Description of the task :: According to the welfare financing briefing, what is the planned system of "mapping" meant to do? Answer in one to three sentences.
##### Text
PORTFOLIO COMMITTEE ON WELFARE AND POPULATION DEVELOPMENT

PORTFOLIO COMMITTEE ON WELFARE AND POPULATION DEVELOPMENT
27 October 1999
WELFARE FINANCING POLICY: BRIEFING (continued)


Documents Handed Out :
Financing Policy - Developmental Social Welfare Services (gazetted as Notice 463 of 1999)
(email info@pmg.org.za if you wish to have a copy)

SUMMARY
The briefing on Welfare Financing Policy (started on 20 October) continued. Its aims, priorities and target areas were recapped. The involvement of various organisations in service delivery, their funding and on what basis they were funded was explained. There will be a system of "mapping" in terms of which the highest areas of poverty would be pinpointed to identify priority areas for service delivery.

The committee members were dissatisfied that this important policy, in the process of being implemented, had completely bypassed Parliament and insisted on a workshop on the policy. They had grave concerns regarding certain aspects of it.

MINUTES
Ms Ntjantja Ned, the Deputy Director-General of Policy, Strategy and Regulation in the Department of Welfare continued with her briefing on the financing policy, started on the 20 of October. Ms Ned said that she would recap by outlining the aims of the policy document. She said that part of the broad ideals of the financing policy (the FP) was to achieve the goal of a better life for all. The policy's focus areas would thus be basic needs, human development and the elimination of crime and corruption in the welfare system.

Secondly, the FP aimed at including more community based organisations (CBOs) and NGOs who were previously excluded from the partnership with government in relation to service delivery in the sphere of welfare. It looked at funding capacity and institutional building in this regard. She mentioned that the funding of CBOs should be a long term project. She identified 3 provinces where such funding was needed the most, viz. Kwazulu-Natal, Eastern Cape and Northern Province. The way she expected welfare services to be provided in rural areas, which desperately needed these services, was through partnership between government, NGO's and CBO's in terms of which government would provide funding on a long-term basis. According to her, the idea was to fund, for example, CBO,s who would develop (but preferably already have) skills and infrastructure to bring necessary welfare services to these disadvantaged communities. This would ensure that strategic priority areas be focused on. The FP was thus a framework to move services to where they were needed most.
##########
##### Raw data
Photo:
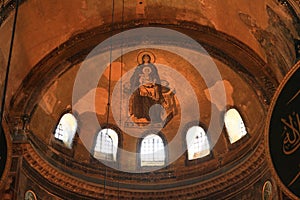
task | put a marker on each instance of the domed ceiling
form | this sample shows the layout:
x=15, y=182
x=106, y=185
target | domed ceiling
x=125, y=72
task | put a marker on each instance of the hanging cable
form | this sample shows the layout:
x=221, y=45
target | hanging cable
x=121, y=82
x=8, y=62
x=109, y=85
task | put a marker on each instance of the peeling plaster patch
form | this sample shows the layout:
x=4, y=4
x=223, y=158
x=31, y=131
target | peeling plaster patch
x=217, y=89
x=49, y=100
x=94, y=100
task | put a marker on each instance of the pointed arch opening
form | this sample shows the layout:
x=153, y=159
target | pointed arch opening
x=66, y=129
x=152, y=151
x=197, y=143
x=235, y=126
x=106, y=145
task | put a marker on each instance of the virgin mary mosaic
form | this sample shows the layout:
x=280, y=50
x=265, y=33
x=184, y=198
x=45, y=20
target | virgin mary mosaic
x=146, y=100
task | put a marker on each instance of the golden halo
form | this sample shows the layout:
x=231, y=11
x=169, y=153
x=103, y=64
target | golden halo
x=142, y=53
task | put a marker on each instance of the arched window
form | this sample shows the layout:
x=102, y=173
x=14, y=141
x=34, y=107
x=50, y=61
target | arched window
x=234, y=125
x=152, y=151
x=106, y=145
x=66, y=129
x=197, y=143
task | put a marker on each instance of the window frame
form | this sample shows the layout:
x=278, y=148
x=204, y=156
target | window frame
x=119, y=134
x=139, y=146
x=243, y=139
x=58, y=144
x=201, y=159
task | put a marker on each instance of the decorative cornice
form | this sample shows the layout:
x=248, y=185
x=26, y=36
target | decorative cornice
x=241, y=176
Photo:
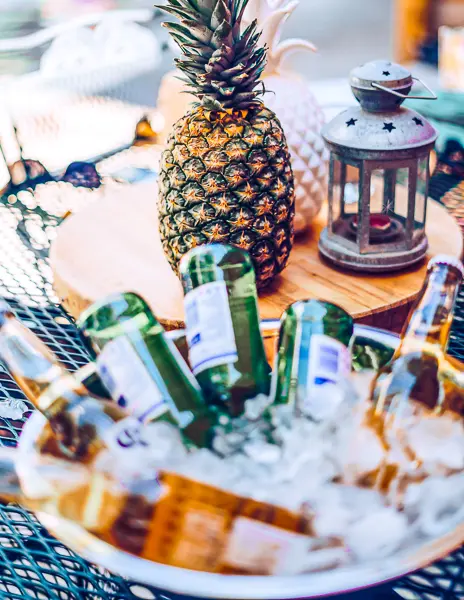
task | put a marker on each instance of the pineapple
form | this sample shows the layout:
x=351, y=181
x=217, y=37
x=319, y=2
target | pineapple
x=225, y=173
x=293, y=102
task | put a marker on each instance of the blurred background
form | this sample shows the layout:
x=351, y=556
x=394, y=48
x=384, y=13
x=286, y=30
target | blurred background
##########
Correct output :: The "mapping" system is meant to pinpoint the areas with the highest poverty. This would identify the priority areas for welfare service delivery.